■ **Exercise data**:
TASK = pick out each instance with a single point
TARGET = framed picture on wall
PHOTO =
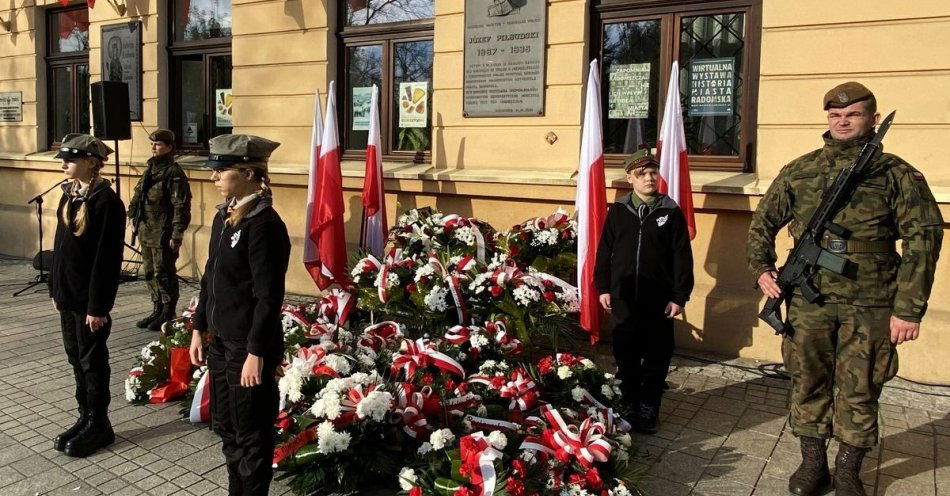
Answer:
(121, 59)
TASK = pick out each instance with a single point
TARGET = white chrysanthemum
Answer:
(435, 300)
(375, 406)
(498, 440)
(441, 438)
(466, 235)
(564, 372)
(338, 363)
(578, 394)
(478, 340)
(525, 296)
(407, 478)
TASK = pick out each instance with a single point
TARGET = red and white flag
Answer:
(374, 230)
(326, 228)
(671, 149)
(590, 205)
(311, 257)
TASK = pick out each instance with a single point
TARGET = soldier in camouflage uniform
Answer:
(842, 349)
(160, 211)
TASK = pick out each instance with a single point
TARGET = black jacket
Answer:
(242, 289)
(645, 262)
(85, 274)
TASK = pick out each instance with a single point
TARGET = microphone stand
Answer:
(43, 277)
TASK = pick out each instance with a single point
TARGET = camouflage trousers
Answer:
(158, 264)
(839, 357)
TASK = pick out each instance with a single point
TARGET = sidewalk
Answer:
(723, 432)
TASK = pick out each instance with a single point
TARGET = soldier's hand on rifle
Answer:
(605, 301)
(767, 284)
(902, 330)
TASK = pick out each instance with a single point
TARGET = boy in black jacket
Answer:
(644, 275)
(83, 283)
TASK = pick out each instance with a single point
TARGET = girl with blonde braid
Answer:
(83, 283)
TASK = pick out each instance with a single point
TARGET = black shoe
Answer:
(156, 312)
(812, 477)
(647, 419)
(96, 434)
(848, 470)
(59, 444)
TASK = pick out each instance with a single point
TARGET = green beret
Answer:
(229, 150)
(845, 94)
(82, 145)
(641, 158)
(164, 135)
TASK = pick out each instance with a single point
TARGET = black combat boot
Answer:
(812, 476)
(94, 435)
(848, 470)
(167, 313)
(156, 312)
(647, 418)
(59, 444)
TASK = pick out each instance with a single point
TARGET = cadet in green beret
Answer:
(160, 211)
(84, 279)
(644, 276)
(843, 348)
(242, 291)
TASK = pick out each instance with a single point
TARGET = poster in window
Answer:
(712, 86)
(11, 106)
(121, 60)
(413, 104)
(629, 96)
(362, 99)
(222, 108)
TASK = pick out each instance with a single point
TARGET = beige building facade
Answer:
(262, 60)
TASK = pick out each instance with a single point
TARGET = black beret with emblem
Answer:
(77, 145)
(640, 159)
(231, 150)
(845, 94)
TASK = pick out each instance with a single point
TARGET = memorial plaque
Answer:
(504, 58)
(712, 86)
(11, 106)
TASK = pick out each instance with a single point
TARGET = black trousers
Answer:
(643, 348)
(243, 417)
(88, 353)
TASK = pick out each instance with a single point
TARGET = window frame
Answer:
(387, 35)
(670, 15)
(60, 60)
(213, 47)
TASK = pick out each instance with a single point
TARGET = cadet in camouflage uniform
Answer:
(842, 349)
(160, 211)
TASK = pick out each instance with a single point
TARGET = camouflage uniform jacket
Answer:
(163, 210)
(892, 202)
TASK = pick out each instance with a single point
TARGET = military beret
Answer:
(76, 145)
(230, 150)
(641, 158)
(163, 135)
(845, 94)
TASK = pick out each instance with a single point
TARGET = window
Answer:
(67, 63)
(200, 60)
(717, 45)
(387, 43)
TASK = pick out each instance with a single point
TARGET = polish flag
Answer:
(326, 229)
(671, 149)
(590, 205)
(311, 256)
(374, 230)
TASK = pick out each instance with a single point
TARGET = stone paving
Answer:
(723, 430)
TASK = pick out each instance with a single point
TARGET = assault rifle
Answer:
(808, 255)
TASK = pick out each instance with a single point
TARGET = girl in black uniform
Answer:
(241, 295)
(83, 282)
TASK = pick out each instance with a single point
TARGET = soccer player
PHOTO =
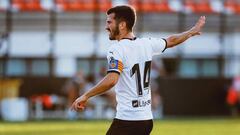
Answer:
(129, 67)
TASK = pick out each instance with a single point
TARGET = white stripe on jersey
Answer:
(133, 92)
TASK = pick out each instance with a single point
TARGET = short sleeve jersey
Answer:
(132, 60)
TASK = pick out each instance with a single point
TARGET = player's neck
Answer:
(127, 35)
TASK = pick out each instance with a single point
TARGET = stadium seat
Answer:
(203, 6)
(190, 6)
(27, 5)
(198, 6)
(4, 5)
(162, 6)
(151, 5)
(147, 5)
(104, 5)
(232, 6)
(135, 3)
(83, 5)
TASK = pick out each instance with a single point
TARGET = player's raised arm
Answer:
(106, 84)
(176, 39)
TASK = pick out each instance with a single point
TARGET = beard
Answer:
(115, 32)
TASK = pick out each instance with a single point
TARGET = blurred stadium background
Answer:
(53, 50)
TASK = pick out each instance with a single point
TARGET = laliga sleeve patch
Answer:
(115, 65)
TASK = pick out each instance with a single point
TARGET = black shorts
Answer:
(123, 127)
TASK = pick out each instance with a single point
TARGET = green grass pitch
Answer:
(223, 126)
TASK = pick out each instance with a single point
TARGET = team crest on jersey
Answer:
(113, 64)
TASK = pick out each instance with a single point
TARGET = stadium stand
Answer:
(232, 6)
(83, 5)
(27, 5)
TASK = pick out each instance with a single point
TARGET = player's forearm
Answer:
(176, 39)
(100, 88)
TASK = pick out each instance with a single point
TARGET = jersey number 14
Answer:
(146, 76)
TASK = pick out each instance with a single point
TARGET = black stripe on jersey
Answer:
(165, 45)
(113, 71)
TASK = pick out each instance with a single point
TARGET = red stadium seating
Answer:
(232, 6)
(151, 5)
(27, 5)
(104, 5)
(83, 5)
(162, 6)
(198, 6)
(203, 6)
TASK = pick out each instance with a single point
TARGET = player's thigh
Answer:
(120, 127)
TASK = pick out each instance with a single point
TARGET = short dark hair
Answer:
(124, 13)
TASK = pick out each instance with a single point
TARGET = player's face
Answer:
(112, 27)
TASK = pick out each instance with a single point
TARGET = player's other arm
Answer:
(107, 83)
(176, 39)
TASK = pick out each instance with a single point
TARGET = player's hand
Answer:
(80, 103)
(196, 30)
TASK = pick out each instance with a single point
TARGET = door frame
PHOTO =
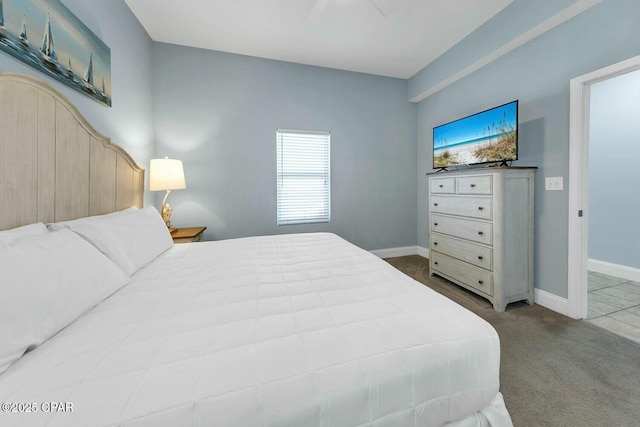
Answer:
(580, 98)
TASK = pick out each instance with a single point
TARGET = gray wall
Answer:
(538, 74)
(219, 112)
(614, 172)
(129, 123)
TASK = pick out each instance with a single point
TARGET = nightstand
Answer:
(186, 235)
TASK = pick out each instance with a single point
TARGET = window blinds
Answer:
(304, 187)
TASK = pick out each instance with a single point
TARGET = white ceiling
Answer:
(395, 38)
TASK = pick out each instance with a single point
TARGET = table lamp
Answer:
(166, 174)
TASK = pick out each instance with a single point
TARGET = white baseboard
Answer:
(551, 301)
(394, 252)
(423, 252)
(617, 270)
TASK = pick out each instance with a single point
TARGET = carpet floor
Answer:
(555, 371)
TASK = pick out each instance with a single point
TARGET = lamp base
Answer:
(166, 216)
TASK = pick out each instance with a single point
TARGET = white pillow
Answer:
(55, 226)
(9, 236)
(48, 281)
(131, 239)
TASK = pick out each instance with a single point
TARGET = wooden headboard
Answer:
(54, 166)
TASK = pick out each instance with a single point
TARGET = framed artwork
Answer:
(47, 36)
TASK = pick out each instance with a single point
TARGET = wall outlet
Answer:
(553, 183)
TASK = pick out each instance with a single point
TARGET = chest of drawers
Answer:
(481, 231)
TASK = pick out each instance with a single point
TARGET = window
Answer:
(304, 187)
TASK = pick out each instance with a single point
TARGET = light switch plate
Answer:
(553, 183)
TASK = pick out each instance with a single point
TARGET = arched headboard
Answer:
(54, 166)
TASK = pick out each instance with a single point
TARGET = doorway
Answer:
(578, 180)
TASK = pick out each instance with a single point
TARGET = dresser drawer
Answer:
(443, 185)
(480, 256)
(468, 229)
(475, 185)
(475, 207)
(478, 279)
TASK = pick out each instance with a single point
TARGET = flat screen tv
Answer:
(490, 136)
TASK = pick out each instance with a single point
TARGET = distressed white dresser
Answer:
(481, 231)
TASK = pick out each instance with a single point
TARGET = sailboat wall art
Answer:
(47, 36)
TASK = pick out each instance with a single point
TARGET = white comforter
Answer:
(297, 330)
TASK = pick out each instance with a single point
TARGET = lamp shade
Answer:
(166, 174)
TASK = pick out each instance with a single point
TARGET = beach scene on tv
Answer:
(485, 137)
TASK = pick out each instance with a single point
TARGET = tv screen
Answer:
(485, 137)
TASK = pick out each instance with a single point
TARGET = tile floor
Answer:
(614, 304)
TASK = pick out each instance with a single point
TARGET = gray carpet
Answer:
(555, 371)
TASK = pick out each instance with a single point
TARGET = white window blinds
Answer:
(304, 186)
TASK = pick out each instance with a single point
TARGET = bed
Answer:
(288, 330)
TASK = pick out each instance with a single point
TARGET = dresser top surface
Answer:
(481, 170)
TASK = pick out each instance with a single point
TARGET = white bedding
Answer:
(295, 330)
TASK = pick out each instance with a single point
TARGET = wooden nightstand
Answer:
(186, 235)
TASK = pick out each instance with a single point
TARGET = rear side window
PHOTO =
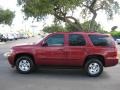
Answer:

--

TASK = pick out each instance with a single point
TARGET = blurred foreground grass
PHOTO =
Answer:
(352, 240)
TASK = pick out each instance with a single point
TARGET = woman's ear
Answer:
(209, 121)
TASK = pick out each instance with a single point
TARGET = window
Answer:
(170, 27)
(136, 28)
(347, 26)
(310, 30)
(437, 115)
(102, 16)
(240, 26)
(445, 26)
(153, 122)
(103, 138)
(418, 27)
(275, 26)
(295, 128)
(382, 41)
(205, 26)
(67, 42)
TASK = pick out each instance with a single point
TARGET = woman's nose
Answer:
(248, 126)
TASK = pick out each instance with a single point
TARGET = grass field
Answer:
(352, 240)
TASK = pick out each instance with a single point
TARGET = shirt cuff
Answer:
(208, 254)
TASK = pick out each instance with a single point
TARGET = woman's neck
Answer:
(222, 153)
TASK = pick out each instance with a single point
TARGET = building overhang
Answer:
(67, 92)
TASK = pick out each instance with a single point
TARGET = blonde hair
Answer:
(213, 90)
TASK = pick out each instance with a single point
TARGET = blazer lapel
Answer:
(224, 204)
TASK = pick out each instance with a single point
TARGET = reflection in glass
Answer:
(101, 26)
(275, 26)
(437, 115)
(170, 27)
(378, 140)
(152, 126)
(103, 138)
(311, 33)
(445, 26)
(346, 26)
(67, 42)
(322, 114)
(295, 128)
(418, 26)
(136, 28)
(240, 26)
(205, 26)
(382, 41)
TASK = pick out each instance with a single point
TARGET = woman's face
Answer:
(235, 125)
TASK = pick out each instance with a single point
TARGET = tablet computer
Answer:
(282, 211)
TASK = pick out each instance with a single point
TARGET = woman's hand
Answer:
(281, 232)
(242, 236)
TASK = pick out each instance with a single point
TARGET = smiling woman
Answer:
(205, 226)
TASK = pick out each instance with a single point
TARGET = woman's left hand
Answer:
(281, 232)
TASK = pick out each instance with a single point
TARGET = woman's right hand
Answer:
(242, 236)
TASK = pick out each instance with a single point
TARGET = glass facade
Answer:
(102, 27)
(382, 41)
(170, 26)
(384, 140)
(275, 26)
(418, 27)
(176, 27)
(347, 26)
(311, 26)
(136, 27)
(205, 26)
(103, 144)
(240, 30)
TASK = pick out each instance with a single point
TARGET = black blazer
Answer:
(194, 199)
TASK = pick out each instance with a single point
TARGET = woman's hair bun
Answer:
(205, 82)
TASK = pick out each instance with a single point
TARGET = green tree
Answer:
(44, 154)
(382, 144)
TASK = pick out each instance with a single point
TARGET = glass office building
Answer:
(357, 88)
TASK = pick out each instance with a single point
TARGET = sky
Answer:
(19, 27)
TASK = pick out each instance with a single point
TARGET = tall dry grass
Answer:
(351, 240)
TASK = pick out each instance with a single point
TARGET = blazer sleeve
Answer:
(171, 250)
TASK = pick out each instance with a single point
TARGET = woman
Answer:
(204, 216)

--

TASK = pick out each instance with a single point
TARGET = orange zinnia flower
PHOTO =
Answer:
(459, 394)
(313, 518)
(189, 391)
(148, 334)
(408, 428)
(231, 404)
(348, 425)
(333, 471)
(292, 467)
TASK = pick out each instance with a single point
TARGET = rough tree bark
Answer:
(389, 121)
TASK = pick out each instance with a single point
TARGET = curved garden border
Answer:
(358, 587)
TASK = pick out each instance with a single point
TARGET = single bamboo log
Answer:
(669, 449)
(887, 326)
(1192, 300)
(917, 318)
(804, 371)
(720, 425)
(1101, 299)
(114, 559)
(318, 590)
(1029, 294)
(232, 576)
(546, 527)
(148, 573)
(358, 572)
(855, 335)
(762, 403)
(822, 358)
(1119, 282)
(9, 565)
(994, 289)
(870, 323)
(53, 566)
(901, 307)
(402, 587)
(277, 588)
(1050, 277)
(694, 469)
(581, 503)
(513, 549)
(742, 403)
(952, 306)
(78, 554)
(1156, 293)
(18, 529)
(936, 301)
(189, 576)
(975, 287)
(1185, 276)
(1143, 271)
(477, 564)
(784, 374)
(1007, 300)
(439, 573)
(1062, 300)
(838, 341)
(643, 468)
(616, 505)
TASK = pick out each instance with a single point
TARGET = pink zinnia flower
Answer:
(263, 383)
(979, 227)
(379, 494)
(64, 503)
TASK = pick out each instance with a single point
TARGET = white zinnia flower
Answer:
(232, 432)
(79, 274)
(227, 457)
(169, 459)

■ **Required action**:
Search the material above for the string "framed". Show every line that holds it.

■ **Solution to this task**:
TARGET = framed picture on wall
TARGET = framed artwork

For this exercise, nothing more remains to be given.